EXERCISE BRIEF:
Your task is to reproduce the entries below word for word.

>>>

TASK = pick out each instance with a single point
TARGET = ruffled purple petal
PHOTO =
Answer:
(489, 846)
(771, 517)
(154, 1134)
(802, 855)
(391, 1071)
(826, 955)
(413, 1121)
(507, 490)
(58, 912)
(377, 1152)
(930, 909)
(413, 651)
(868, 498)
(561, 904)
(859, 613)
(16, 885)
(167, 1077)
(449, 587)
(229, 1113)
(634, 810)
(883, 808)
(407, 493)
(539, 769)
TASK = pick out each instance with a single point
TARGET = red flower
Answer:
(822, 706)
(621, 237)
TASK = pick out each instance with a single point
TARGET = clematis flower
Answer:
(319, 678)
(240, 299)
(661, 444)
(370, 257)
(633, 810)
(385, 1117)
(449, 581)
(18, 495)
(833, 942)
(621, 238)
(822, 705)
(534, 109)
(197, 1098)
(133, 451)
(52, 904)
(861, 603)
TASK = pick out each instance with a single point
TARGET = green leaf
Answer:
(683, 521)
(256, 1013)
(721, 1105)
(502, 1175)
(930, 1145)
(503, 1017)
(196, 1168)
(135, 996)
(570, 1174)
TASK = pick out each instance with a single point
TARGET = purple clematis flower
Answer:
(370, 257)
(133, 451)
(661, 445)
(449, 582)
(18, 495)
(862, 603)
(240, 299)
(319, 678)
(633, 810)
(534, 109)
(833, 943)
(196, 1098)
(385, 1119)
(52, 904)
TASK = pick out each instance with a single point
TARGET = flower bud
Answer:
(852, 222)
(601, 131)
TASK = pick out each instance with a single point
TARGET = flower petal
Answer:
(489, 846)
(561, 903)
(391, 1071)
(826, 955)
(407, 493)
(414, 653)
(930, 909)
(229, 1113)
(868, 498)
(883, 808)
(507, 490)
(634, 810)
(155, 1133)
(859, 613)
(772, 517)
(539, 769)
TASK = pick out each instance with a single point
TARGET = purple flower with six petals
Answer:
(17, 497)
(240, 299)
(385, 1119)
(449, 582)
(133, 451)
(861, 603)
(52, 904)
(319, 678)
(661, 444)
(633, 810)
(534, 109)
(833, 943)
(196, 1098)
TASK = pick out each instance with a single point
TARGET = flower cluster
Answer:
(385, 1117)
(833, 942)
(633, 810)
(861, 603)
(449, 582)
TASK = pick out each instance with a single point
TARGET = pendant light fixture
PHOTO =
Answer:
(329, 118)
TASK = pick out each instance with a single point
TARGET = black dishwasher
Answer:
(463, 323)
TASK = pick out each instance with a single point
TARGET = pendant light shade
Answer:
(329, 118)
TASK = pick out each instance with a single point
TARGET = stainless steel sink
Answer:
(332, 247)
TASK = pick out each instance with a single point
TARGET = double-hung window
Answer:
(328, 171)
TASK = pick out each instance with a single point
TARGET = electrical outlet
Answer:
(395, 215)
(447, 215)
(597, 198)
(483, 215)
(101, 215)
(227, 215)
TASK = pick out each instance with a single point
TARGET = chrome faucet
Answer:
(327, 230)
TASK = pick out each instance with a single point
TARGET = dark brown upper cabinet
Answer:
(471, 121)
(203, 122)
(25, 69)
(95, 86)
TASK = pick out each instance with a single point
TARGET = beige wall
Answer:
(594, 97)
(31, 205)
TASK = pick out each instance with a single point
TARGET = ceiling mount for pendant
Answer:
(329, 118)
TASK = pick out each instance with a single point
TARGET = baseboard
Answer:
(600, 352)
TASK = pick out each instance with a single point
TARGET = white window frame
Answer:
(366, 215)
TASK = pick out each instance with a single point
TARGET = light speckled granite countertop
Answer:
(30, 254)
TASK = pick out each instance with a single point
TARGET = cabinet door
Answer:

<<<

COMPLETE ANSWER:
TASK = pick out each instance with a single point
TARGET = ruffled purple petal
PHOTO =
Answer:
(489, 846)
(771, 517)
(154, 1134)
(802, 855)
(391, 1071)
(826, 955)
(413, 1121)
(507, 490)
(58, 912)
(377, 1152)
(930, 909)
(413, 651)
(868, 498)
(561, 904)
(859, 613)
(16, 885)
(167, 1077)
(449, 587)
(229, 1113)
(634, 810)
(883, 808)
(407, 493)
(539, 769)
TASK = pick out each instance with a single point
TARGET = red flower
Answer:
(822, 706)
(621, 237)
TASK = pick out each instance with a single point
TARGET = clematis flower
Answer:
(319, 678)
(240, 299)
(661, 444)
(370, 257)
(633, 810)
(385, 1117)
(449, 581)
(18, 495)
(833, 942)
(621, 238)
(822, 705)
(534, 109)
(197, 1098)
(133, 451)
(52, 904)
(861, 603)
TASK = pick out each instance with a single point
TARGET = green leaf
Answer:
(683, 521)
(256, 1013)
(721, 1105)
(502, 1175)
(930, 1145)
(503, 1017)
(196, 1168)
(135, 996)
(570, 1174)
TASK = pick out each instance with a single point
TARGET = purple clematis flower
Answer:
(370, 257)
(133, 451)
(661, 445)
(449, 582)
(18, 495)
(862, 603)
(240, 299)
(319, 678)
(633, 810)
(534, 109)
(833, 943)
(196, 1098)
(385, 1119)
(52, 904)
TASK = pick out each instance with a single point
TARGET = flower bud
Answer:
(852, 222)
(601, 131)
TASK = pick out each instance with a single point
TARGET = flower petal
Answer:
(489, 846)
(561, 903)
(391, 1071)
(826, 955)
(407, 493)
(414, 653)
(930, 909)
(229, 1113)
(868, 498)
(883, 808)
(507, 490)
(634, 810)
(155, 1133)
(859, 613)
(772, 517)
(539, 769)
TASK = pick out each instance with a single point
TARGET = purple flower with six petals
Answer:
(17, 497)
(240, 299)
(385, 1119)
(449, 582)
(133, 451)
(861, 603)
(52, 904)
(319, 678)
(661, 444)
(633, 810)
(534, 109)
(833, 943)
(196, 1098)
TASK = pick out each instance with a single point
TARGET = flower cluster
Answer:
(385, 1117)
(833, 942)
(633, 810)
(861, 603)
(449, 582)
TASK = pick out each instance with a single point
TARGET = pendant light fixture
PHOTO =
Answer:
(329, 118)
TASK = pick out each instance with a single point
TARGET = black dishwasher
Answer:
(463, 323)
TASK = pick out each instance with a single point
TARGET = pendant light shade
Answer:
(329, 118)
TASK = pick out each instance with a single point
TARGET = stainless steel sink
Answer:
(332, 247)
TASK = pick out each instance with a single point
TARGET = double-hung window
Answer:
(328, 171)
TASK = pick out each instance with a single point
TARGET = electrical outlet
Answer:
(395, 215)
(447, 215)
(597, 198)
(483, 215)
(101, 215)
(227, 215)
TASK = pick out each instance with a single point
TARGET = chrome faucet
Answer:
(327, 230)
TASK = pick out each instance with a single point
TARGET = dark brown upper cabinet
Answer:
(471, 121)
(203, 122)
(25, 69)
(95, 86)
TASK = pick out each instance with a single point
TARGET = beige wall
Answer:
(594, 97)
(31, 205)
TASK = pick out each instance with a single point
TARGET = ceiling mount for pendant
Answer:
(329, 118)
TASK = pick out each instance with a single point
TARGET = baseboard
Answer:
(600, 352)
TASK = pick out each instance with a single point
TARGET = white window frame
Answer:
(366, 215)
TASK = pick out each instance with a single point
TARGET = light speckled granite countertop
Answer:
(30, 254)
TASK = pick out each instance with a single point
TARGET = cabinet door
Answer:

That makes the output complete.